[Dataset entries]

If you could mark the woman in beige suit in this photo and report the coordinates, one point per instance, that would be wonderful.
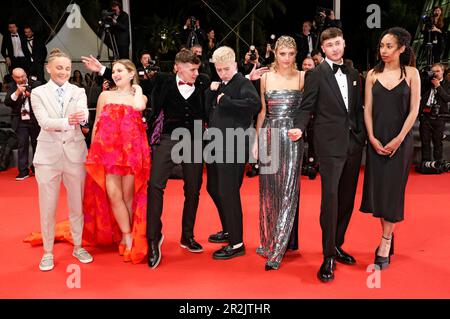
(60, 108)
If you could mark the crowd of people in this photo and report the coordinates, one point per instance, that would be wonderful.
(115, 180)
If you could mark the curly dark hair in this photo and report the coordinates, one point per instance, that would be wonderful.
(407, 58)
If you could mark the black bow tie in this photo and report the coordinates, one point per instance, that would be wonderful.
(343, 68)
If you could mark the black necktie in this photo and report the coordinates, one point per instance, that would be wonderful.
(343, 68)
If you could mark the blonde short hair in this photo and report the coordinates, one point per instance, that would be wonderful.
(224, 54)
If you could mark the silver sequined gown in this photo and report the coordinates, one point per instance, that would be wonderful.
(279, 190)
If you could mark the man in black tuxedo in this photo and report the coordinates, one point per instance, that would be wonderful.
(306, 42)
(38, 53)
(332, 92)
(23, 121)
(433, 104)
(14, 49)
(181, 99)
(121, 30)
(231, 106)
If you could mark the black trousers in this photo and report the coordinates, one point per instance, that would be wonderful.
(339, 177)
(160, 171)
(224, 184)
(431, 130)
(26, 131)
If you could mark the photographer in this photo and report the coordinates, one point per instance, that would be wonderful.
(432, 105)
(325, 19)
(23, 121)
(121, 29)
(148, 68)
(433, 28)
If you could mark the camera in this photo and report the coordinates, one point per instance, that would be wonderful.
(253, 53)
(428, 23)
(106, 18)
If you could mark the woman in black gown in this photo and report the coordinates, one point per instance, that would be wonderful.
(391, 106)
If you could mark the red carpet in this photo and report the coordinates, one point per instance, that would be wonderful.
(420, 268)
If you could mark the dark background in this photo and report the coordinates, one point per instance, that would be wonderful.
(148, 18)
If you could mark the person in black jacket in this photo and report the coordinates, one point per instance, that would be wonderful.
(23, 121)
(38, 53)
(14, 49)
(333, 93)
(432, 105)
(231, 106)
(180, 97)
(121, 30)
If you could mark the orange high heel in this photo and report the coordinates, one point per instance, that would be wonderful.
(127, 255)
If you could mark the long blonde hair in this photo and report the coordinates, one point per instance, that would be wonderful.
(284, 41)
(130, 68)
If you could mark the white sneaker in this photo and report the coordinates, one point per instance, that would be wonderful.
(83, 256)
(46, 263)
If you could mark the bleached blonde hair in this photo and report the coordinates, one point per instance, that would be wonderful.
(224, 54)
(284, 41)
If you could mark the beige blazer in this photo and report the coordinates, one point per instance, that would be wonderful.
(56, 137)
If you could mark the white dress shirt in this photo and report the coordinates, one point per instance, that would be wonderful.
(341, 79)
(17, 46)
(54, 87)
(185, 90)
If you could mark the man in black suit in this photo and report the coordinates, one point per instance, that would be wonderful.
(306, 42)
(432, 105)
(332, 91)
(38, 53)
(121, 30)
(181, 99)
(23, 121)
(14, 49)
(231, 106)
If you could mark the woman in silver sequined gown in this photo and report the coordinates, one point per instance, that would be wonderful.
(280, 158)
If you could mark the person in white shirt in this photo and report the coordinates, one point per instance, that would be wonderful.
(60, 108)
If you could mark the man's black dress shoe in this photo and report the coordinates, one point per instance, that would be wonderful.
(191, 245)
(227, 252)
(220, 237)
(343, 257)
(326, 271)
(154, 252)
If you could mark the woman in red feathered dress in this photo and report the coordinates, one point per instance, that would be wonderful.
(118, 167)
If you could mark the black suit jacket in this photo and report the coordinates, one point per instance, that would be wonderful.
(163, 82)
(336, 130)
(7, 48)
(442, 97)
(16, 105)
(236, 108)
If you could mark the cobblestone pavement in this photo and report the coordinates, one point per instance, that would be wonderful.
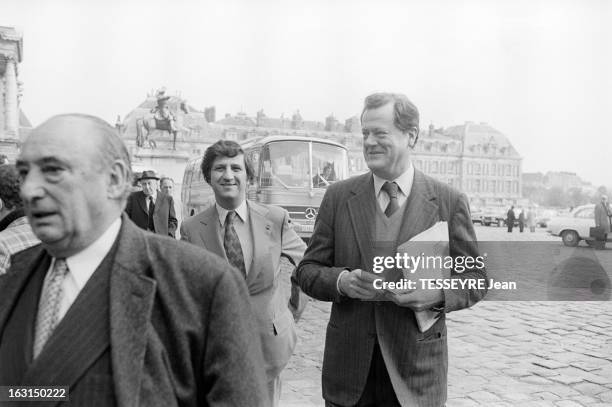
(501, 353)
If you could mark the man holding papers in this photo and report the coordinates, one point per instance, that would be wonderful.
(375, 353)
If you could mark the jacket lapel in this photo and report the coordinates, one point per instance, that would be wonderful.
(131, 302)
(12, 283)
(80, 338)
(421, 210)
(211, 232)
(25, 266)
(261, 227)
(362, 210)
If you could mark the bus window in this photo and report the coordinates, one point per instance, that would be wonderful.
(328, 164)
(286, 164)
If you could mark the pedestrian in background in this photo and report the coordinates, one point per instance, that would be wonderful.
(253, 238)
(510, 219)
(151, 209)
(531, 219)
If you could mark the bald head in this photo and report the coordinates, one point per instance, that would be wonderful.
(92, 135)
(75, 174)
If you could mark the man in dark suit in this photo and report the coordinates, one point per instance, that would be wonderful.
(151, 209)
(252, 237)
(120, 316)
(375, 354)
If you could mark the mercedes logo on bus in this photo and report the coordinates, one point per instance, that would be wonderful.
(310, 213)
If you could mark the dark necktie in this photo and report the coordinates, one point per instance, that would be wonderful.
(391, 189)
(151, 225)
(231, 244)
(49, 305)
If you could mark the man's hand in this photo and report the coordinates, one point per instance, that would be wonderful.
(417, 300)
(358, 284)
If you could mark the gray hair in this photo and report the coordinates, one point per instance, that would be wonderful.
(405, 113)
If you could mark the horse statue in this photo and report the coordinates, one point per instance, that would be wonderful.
(161, 118)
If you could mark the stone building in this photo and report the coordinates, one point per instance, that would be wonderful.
(14, 126)
(475, 158)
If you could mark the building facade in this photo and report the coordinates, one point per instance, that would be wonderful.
(473, 157)
(11, 51)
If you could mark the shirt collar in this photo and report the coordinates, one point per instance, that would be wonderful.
(241, 211)
(404, 181)
(83, 264)
(154, 195)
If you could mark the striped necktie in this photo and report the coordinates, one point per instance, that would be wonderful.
(231, 244)
(391, 188)
(49, 305)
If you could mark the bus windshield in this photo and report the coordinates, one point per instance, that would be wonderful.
(289, 164)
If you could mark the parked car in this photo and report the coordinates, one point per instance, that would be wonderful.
(544, 216)
(574, 226)
(493, 216)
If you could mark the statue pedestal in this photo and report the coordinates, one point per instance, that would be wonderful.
(165, 161)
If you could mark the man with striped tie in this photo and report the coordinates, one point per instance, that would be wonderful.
(120, 316)
(375, 354)
(252, 237)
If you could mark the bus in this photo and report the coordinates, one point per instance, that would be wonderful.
(290, 171)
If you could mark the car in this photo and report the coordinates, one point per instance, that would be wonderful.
(575, 226)
(544, 216)
(493, 216)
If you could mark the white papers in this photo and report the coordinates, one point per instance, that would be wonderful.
(433, 244)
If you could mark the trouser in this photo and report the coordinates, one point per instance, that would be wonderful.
(378, 391)
(274, 390)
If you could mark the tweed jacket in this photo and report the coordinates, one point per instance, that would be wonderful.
(181, 331)
(343, 237)
(16, 237)
(273, 237)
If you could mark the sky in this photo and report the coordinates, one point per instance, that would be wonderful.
(538, 71)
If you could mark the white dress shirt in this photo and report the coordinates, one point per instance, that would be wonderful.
(404, 182)
(82, 265)
(242, 227)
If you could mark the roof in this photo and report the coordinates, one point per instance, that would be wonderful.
(271, 139)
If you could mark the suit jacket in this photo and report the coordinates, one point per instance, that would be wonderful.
(343, 235)
(178, 335)
(273, 236)
(164, 217)
(15, 237)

§ SHORT PROBLEM:
Set each line of the records down exactly, leaving every picture out.

§ SOLVED PROBLEM:
If you could mark the woman in beige suit in this photo and report the coordinates, one point per instance, that would be wonderful.
(60, 108)
If you could mark the crowd of people in this photo and report the coordinates, one point per instance, that would be wonderful.
(115, 180)
If you could mark the curly dark hair in this photo and report the coordinates, one point per instance, that would be wonderful.
(407, 58)
If you could mark the black bow tie in this photo and report the coordinates, one point per instance, that would be wonderful.
(343, 68)
If you could mark the black necktie in this photo and report the coordinates, one point per instance, that would be wonderful.
(343, 68)
If you could mark the blonde short hair in this photo and report the coordinates, one point per instance, that would be wonderful.
(224, 54)
If you could mark the silver sequined gown in this photo and report the coordinates, one point per instance, that would be wonderful.
(279, 190)
If you could mark the man in black tuxedo in this photo and report the coordinates, one point per instance, that would be wonderful.
(306, 42)
(38, 53)
(332, 92)
(23, 121)
(433, 104)
(14, 49)
(181, 99)
(121, 30)
(231, 106)
If you could mark the black trousers in this photo and report the coordinates, one point per instance, that would be wonderful.
(339, 177)
(160, 171)
(224, 184)
(431, 130)
(26, 131)
If you could mark the photographer in this photo and report the coordinates, one point per instance, that would be wonderful.
(432, 105)
(325, 19)
(23, 121)
(121, 29)
(148, 68)
(433, 28)
If you could mark the camera in this photo and report the coordinates, one point per instance, that would be wonderful.
(253, 53)
(428, 23)
(106, 18)
If you could mark the woman in black gown in this photo and report the coordinates, one point per instance, that would be wonderful.
(391, 106)
If you could mark the red carpet in this photo and report the coordinates, one point per instance, that would be wonderful.
(420, 268)
If you could mark the dark background in this photo and report the coordinates, one point per instance, that would be wonderful.
(148, 18)
If you could mark the person in black jacket in this photo and report the coordinates, one point per instance, that would be wonderful.
(23, 121)
(38, 53)
(14, 49)
(333, 93)
(432, 105)
(231, 106)
(180, 97)
(121, 30)
If you could mark the orange high heel in this photo and report the coordinates, one point per instance, that would be wonderful.
(127, 255)
If you could mark the long blonde hair in this photo and report the coordinates, one point per instance, that would be wonderful.
(284, 41)
(130, 68)
If you could mark the white sneaker in this photo and report the coordinates, one point per instance, that would be wonderful.
(83, 256)
(46, 263)
If you could mark the bleached blonde hair in this photo and report the coordinates, one point per instance, that would be wonderful.
(224, 54)
(284, 41)
If you could mark the beige blazer in this photo and report the coordinates, one point per instance, that would be wonderful.
(56, 137)
If you could mark the white dress shirt in this photo and report the coordinates, one point per instance, that would be wonderful.
(341, 79)
(17, 46)
(54, 87)
(185, 90)
If you could mark the man in black suit in this photo and report the coordinates, one point per instance, that would be wonderful.
(306, 42)
(432, 105)
(332, 91)
(38, 53)
(121, 30)
(181, 99)
(23, 121)
(14, 49)
(231, 106)
If you could mark the woman in silver sequined gown in this photo and report the coordinates, one point per instance, that would be wonderful.
(280, 158)
If you could mark the person in white shirt in this photo and report the coordinates, one point per instance, that would be wonderful.
(60, 108)
If you could mark the man's black dress shoe in this photo and report the coordinates, one point per instance, that would be wonderful.
(191, 245)
(227, 252)
(220, 237)
(343, 257)
(326, 271)
(154, 252)
If you could mark the woman in red feathered dress in this photo and report the coordinates, one point per instance, that would be wonderful.
(118, 167)
If you could mark the black suit jacket in this photo and report the coordinates, one point per instance, that would be wonderful.
(163, 82)
(336, 130)
(7, 48)
(442, 97)
(16, 105)
(236, 108)
If you could mark the cobblestone pavement in this photo and report the coordinates, one point per instance, that would be wonderful.
(501, 353)
If you could mark the man holding papers in this photo and report the coordinates, one point per instance, that would be wonderful.
(375, 353)
If you could mark the jacket lapel in this photo and report the coordinates, one point per instance, that would be wonderful.
(131, 302)
(12, 283)
(80, 338)
(421, 210)
(211, 232)
(25, 266)
(261, 227)
(362, 210)
If you could mark the bus window in this photo and report the coordinates, one point per instance, that would be wonderful.
(328, 164)
(286, 164)
If you could mark the pedestrian in background in this photo and report the coordinates, one point per instance, that would be wonderful.
(253, 238)
(510, 219)
(151, 209)
(531, 219)
If you could mark the bald head in this photo and report the coordinates, one point per instance, that would be wonderful.
(92, 135)
(75, 174)
If you could mark the man in dark suit in this photo and report the coordinates, one point per instance, that would be wonderful.
(151, 209)
(252, 237)
(120, 316)
(375, 354)
If you could mark the mercedes logo on bus in this photo and report the coordinates, one point per instance, that would be wonderful.
(310, 213)
If you could mark the dark necktie in this photo and report the coordinates, one point per instance, that would be wonderful.
(391, 189)
(151, 225)
(231, 244)
(49, 305)
If you could mark the man's hand in this photo and report the coordinates, one point per instance, that would be wonderful.
(417, 300)
(358, 284)
If you could mark the gray hair in this photo and report the coordinates, one point per instance, that would be wonderful.
(405, 113)
If you could mark the horse statue in this photo and report the coordinates, one point per instance, that would be wonderful.
(161, 118)
If you could mark the stone building in this photo and report the coordinates, one point per instance, that would be wonderful.
(14, 126)
(475, 158)
If you could mark the building facade in this photo and report the coordinates, one point per instance, that would be wonderful.
(473, 157)
(11, 51)
If you could mark the shirt collar in this photo and report the coordinates, one point per instance, that would be wonderful.
(241, 211)
(404, 181)
(83, 264)
(154, 195)
If you could mark the striped necktie in this photo and report the coordinates, one point per instance, that would be wonderful.
(231, 244)
(391, 188)
(49, 305)
If you could mark the bus windshield in this photo and report the coordinates, one point per instance, that would be wonderful.
(289, 164)
If you could mark the parked car in this photo and report the coordinates, one point per instance, that would be wonderful.
(544, 216)
(574, 226)
(493, 216)
If you could mark the statue pedestal in this photo and report the coordinates, one point per instance, that would be wonderful.
(165, 161)
If you could mark the man with striped tie in this photo and report the coordinates, one point per instance, that would be wonderful.
(120, 316)
(375, 354)
(252, 237)
If you could mark the bus in this photo and report the coordinates, one point per instance, that would be wonderful.
(290, 171)
If you could mark the car in this photo and report the coordinates, one point per instance, that would be wonderful.
(575, 226)
(544, 216)
(493, 216)
If you could mark the white papers in this photo and report the coordinates, one point per instance, that would be wonderful.
(433, 244)
If you could mark the trouser in this photo and report the coordinates, one point per instance, that would be wonderful.
(378, 391)
(274, 390)
If you could mark the tweed jacket in this photo and report the coordinates, one point per instance, that would be wonderful.
(181, 331)
(343, 237)
(16, 237)
(273, 237)
If you could mark the sky in this photo and report the coordinates, one point per instance, that would be wonderful.
(538, 71)
If you could mark the white dress shirt in this photo and report the coordinates, one point per instance, that would be wonderful.
(404, 182)
(82, 265)
(242, 227)
If you could mark the roof in this photo and report the coordinates, one point per instance, that would be wonderful.
(271, 139)
If you could mark the suit jacket in this photo and report the coordinates, one point per instance, that would be wonderful.
(343, 235)
(178, 335)
(273, 236)
(164, 217)
(15, 237)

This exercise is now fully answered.